• _Items from a data source_:
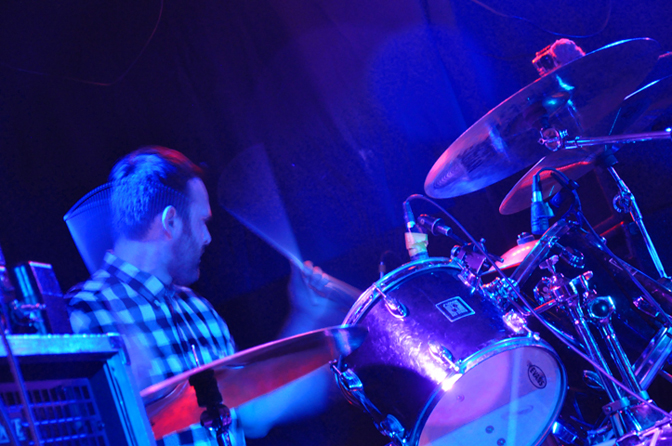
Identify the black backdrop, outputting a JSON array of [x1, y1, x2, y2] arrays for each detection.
[[2, 1, 672, 444]]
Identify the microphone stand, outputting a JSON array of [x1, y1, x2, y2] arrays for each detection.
[[607, 164, 669, 280], [542, 129, 671, 280]]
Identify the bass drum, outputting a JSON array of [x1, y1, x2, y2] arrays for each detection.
[[335, 258, 566, 446]]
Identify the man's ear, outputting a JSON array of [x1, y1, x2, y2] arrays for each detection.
[[160, 205, 180, 238]]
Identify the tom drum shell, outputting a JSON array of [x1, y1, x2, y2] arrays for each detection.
[[336, 258, 566, 446]]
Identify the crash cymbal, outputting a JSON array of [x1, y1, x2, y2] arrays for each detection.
[[141, 325, 367, 439], [424, 38, 660, 198], [499, 147, 602, 214]]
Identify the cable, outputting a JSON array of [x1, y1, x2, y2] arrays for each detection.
[[0, 0, 164, 87], [465, 0, 612, 39]]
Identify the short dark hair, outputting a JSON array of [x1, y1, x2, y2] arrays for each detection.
[[109, 146, 203, 240]]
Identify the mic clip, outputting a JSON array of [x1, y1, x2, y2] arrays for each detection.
[[450, 241, 490, 275], [404, 232, 429, 261]]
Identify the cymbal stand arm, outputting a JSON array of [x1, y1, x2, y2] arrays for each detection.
[[597, 321, 644, 395], [606, 165, 669, 280], [560, 129, 670, 279], [562, 129, 672, 150], [586, 295, 646, 396], [535, 268, 625, 402]]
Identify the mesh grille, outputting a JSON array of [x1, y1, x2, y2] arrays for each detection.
[[0, 379, 109, 446]]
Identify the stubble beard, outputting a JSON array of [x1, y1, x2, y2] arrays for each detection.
[[170, 222, 202, 286]]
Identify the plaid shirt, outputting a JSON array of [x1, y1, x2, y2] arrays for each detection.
[[65, 252, 245, 446]]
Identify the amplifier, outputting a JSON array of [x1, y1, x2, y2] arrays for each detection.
[[0, 334, 155, 446]]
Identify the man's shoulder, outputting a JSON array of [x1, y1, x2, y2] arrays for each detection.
[[174, 285, 216, 310], [65, 269, 122, 302]]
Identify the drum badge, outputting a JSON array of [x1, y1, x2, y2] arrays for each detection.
[[436, 297, 475, 322], [528, 363, 547, 388]]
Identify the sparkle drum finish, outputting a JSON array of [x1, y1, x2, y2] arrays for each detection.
[[335, 258, 566, 446]]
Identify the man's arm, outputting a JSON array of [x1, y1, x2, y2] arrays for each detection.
[[236, 261, 354, 437]]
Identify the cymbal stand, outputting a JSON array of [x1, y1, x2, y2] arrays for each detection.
[[606, 164, 669, 280], [530, 257, 665, 441], [189, 370, 232, 446], [546, 129, 672, 280]]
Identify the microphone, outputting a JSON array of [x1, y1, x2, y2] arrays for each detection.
[[403, 201, 418, 232], [417, 215, 467, 245], [403, 201, 429, 261], [531, 174, 552, 235]]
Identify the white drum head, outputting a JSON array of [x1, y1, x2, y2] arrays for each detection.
[[420, 344, 565, 446]]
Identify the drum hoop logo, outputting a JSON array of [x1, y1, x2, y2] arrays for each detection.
[[435, 297, 475, 322], [528, 364, 547, 388]]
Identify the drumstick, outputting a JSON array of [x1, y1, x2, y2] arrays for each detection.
[[297, 261, 363, 309], [218, 145, 361, 307]]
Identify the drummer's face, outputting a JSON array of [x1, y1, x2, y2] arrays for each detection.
[[170, 178, 212, 286]]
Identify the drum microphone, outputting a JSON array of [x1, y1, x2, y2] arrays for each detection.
[[417, 215, 466, 246], [531, 174, 552, 235], [403, 201, 429, 261]]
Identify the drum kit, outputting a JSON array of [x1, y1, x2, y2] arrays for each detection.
[[142, 38, 672, 446], [330, 37, 672, 446]]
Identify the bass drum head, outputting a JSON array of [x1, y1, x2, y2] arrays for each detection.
[[419, 341, 565, 446]]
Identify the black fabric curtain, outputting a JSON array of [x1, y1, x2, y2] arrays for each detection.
[[2, 1, 672, 442]]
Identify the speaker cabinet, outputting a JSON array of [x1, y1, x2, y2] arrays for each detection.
[[0, 334, 155, 445]]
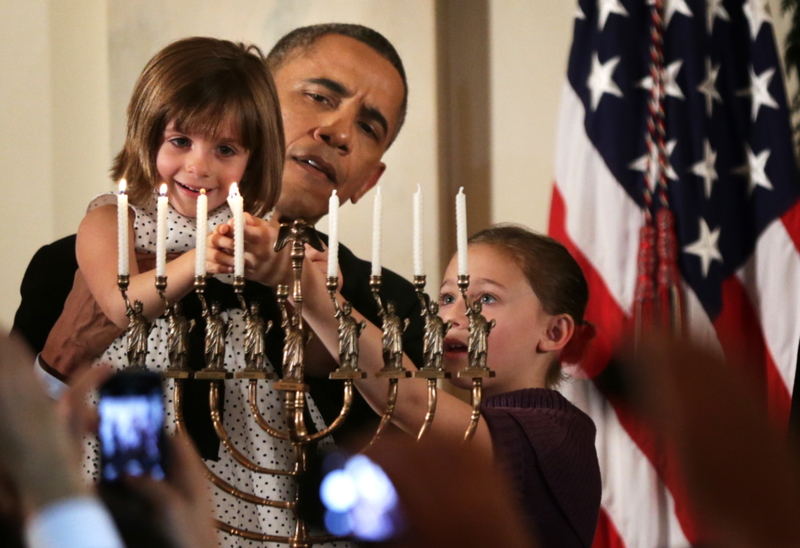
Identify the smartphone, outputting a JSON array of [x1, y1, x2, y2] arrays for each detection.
[[98, 371, 167, 482], [316, 452, 403, 542]]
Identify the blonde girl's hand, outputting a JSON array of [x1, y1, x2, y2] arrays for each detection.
[[305, 246, 343, 292], [205, 223, 235, 275]]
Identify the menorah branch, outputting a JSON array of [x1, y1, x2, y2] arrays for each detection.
[[307, 380, 354, 442], [417, 379, 438, 441], [464, 378, 483, 442], [210, 382, 297, 476], [247, 380, 291, 441], [173, 380, 292, 508], [364, 378, 399, 450]]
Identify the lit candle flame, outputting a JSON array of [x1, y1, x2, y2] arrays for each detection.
[[159, 183, 168, 196], [229, 182, 240, 197], [200, 188, 206, 196], [119, 179, 127, 195]]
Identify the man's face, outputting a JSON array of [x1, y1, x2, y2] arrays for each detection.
[[273, 34, 405, 223]]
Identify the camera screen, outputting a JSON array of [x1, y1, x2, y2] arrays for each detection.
[[99, 388, 165, 481]]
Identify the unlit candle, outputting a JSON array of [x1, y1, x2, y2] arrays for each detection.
[[456, 187, 468, 277], [327, 190, 339, 278], [413, 185, 423, 277], [371, 187, 382, 277]]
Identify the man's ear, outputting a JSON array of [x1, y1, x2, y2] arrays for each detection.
[[538, 314, 575, 353], [350, 162, 385, 204]]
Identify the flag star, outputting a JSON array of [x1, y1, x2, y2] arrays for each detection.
[[648, 0, 693, 28], [732, 144, 773, 195], [629, 138, 679, 187], [697, 57, 722, 117], [743, 0, 772, 40], [684, 218, 723, 278], [576, 5, 586, 20], [737, 66, 779, 122], [706, 0, 730, 34], [587, 53, 623, 111], [690, 139, 718, 199], [638, 60, 685, 100], [597, 0, 628, 31]]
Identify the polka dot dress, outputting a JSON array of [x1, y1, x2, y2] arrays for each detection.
[[84, 193, 355, 548]]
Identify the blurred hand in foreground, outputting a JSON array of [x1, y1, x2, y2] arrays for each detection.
[[616, 334, 800, 548], [366, 433, 536, 548]]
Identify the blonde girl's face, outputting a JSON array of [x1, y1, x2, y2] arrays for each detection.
[[438, 243, 553, 393], [156, 119, 251, 217]]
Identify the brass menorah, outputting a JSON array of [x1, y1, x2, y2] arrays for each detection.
[[116, 219, 494, 546]]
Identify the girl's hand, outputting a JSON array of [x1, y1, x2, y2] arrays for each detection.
[[206, 213, 291, 287]]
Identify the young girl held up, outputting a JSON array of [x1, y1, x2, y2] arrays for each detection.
[[74, 37, 343, 546], [300, 224, 602, 548], [78, 37, 282, 330]]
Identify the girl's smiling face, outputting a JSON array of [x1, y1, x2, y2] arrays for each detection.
[[156, 119, 251, 217], [438, 243, 555, 394]]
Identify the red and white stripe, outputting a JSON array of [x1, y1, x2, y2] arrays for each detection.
[[551, 83, 800, 547]]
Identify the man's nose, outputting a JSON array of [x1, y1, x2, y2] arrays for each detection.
[[314, 111, 352, 154]]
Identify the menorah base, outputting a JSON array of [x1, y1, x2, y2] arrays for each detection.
[[163, 370, 192, 379], [234, 370, 274, 380], [329, 369, 367, 380], [273, 379, 309, 392], [415, 369, 451, 379], [195, 370, 233, 380], [374, 369, 412, 379], [457, 367, 496, 379]]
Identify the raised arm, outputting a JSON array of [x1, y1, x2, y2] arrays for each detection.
[[76, 204, 197, 329], [300, 256, 493, 453]]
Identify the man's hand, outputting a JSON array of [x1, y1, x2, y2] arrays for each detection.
[[55, 364, 113, 457], [126, 433, 216, 548], [617, 335, 800, 547], [207, 213, 292, 287], [366, 433, 536, 548], [0, 333, 88, 511]]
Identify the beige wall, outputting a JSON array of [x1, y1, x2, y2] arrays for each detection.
[[0, 0, 109, 329], [1, 0, 796, 329], [489, 0, 577, 232], [1, 0, 54, 329]]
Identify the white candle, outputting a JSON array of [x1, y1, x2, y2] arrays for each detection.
[[195, 189, 207, 277], [117, 179, 129, 277], [413, 184, 424, 277], [371, 187, 382, 277], [156, 183, 168, 277], [227, 183, 244, 277], [456, 187, 468, 277], [327, 190, 339, 278]]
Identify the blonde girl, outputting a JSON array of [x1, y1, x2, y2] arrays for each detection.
[[300, 224, 602, 547]]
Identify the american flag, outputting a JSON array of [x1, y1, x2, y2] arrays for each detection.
[[549, 0, 800, 546]]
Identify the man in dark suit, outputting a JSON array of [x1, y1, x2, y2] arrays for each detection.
[[14, 23, 424, 448]]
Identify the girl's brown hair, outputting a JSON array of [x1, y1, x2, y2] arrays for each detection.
[[112, 37, 284, 217], [468, 224, 590, 388]]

• _Required work_: The line containing "Identify the red" marks where to begin; copy it and every later line exactly, through the end of the data.

• _Solution for this problem_:
Identify the red and white stripe, outputting a JSON array of [x1, y1, x2, y2] arrays for each detection.
[[551, 83, 800, 547]]
Identify the man's nose, outputting a JSON array of [x1, y1, x2, y2] arrays for each detection.
[[314, 111, 352, 154]]
Identify the menorah base, outputting a JSON array of [x1, y1, x2, y2] arrays for each detection.
[[163, 370, 192, 379], [234, 370, 274, 380], [329, 369, 367, 380], [273, 379, 309, 392], [415, 369, 451, 379], [195, 370, 233, 380], [374, 369, 412, 379], [457, 367, 496, 379]]
Identify the raised arm, outputting a JSON array of [x1, y1, x2, y2] arrays for each detection.
[[76, 204, 197, 329], [300, 256, 493, 453]]
Identify the man's hand, outputting a JSON array of [x1, y1, x2, y2] arrays for each detection.
[[55, 364, 113, 457], [126, 433, 216, 548], [617, 335, 800, 547], [207, 213, 292, 287], [366, 433, 536, 548], [0, 333, 88, 511]]
Identify the beige wall, outputting a JSON array of [x1, y1, x2, y2] arrays for each detection.
[[0, 0, 109, 329], [1, 0, 796, 329], [489, 0, 577, 232], [1, 0, 54, 329]]
Identify the white candle, outputting a JSON array of [x1, y1, x2, y2] arrays for each detection.
[[195, 189, 207, 277], [117, 179, 129, 277], [413, 184, 424, 277], [371, 187, 382, 277], [156, 183, 168, 277], [227, 183, 244, 277], [456, 187, 468, 277], [327, 190, 339, 278]]
Identify the blonde girl, outputting a JSON array of [x1, y1, x2, y2] arrays for each detection.
[[300, 224, 602, 547]]
Identify the american flag, outputting a JSON array of [x1, y1, x2, y2] arrays for each detection.
[[549, 0, 800, 546]]
Identify the man in dark suit, outputting a JSON array of [x1, y1, x2, y2] arrays for each detection.
[[14, 23, 424, 448]]
Identify the girl's brown hair, outputting a JSON array of [x1, y1, x2, y2] arrays for each detection.
[[112, 37, 284, 217], [468, 224, 590, 388]]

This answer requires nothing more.